Aim of the task —
Pull out every line of the material below that contains the string "plant". Case counts.

Working data —

*-*-*

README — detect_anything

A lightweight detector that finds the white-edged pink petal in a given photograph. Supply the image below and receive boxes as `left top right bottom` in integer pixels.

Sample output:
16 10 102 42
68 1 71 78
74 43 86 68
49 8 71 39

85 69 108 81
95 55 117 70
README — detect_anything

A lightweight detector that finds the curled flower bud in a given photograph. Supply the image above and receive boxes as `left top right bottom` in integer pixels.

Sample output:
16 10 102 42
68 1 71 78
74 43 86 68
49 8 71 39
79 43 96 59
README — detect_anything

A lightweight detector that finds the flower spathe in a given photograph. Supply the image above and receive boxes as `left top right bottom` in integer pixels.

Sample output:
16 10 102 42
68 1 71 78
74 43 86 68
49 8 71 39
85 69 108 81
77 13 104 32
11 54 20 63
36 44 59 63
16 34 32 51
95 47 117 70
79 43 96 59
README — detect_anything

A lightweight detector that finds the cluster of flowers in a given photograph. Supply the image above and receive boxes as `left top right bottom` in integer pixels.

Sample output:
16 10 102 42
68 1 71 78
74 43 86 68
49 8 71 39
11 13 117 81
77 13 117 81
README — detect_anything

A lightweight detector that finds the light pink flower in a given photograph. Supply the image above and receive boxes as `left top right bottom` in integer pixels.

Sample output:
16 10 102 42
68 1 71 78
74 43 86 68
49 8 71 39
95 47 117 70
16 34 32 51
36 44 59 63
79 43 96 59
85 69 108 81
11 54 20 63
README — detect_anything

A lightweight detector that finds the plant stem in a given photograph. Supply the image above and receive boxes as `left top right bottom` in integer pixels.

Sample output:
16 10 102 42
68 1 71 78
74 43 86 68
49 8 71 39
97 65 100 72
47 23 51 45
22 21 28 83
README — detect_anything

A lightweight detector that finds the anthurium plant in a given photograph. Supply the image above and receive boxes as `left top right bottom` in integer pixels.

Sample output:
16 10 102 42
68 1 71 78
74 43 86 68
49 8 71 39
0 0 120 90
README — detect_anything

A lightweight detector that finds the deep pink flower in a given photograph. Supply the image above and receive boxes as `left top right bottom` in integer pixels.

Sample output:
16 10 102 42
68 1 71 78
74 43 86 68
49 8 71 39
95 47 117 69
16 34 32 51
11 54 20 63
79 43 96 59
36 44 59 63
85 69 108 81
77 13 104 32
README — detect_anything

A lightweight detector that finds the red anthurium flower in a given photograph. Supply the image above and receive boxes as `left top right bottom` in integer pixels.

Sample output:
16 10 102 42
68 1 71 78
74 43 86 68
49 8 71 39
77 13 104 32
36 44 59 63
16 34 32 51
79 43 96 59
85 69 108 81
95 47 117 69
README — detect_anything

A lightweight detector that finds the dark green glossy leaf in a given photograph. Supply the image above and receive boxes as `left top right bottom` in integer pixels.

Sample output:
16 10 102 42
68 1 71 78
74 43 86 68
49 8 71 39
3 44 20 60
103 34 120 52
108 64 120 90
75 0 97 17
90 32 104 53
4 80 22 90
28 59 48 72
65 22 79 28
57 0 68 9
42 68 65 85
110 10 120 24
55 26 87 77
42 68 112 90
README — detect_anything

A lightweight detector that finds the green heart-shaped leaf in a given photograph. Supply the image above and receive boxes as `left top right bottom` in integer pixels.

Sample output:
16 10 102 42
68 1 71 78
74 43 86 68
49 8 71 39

*-*-*

Finished task —
A lightweight detector that finds the plant stem in a given photograph. Supply the image above and receive boxes as `left top right bottom` in integer pixels.
A lightweight detector that finds the anthurium plant in a given photograph. Supply the image above and receive boxes as `left top right bottom` in integer pixels.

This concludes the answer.